* _Direction_:
Turn the records below into a numbered list, one line per item, leaving out blank lines and the pictures.

#####

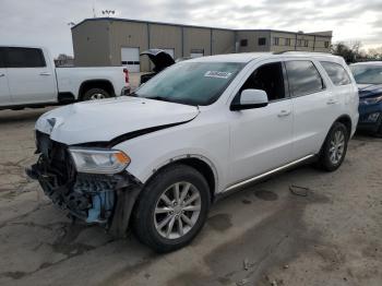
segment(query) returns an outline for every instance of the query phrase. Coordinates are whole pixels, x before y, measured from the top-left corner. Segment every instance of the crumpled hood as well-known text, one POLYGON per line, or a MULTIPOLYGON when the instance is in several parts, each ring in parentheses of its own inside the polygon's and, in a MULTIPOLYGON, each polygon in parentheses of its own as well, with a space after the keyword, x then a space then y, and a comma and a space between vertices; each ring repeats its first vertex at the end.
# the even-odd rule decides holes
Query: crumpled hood
POLYGON ((358 84, 359 97, 369 97, 382 94, 382 84, 358 84))
POLYGON ((107 142, 133 131, 192 120, 198 107, 139 97, 77 103, 44 114, 36 130, 67 145, 107 142))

#####

* _Solution for this problem_:
1. segment(query) returns an outline for every instance of the query phrase. Coordinates are whole pixels, x before y, measured from the top-left corner. Segment every instance of the crumpled hood as well-known text, one POLYGON per line, or a MULTIPOLYGON when the instance is in several parts, each ring in parentheses of its own inside the polygon's and, in a MULTIPOLYGON, each polygon in parentheses of its own as well, with a space after the keyword, x then a space then y, and a comma and a space between vertices; each ring repeats its first vertex at the end.
2. # the even-odd rule decides holes
3. Query: crumpled hood
4. POLYGON ((358 84, 359 97, 369 97, 382 94, 382 84, 358 84))
5. POLYGON ((107 142, 133 131, 192 120, 198 107, 139 97, 77 103, 44 114, 36 130, 67 145, 107 142))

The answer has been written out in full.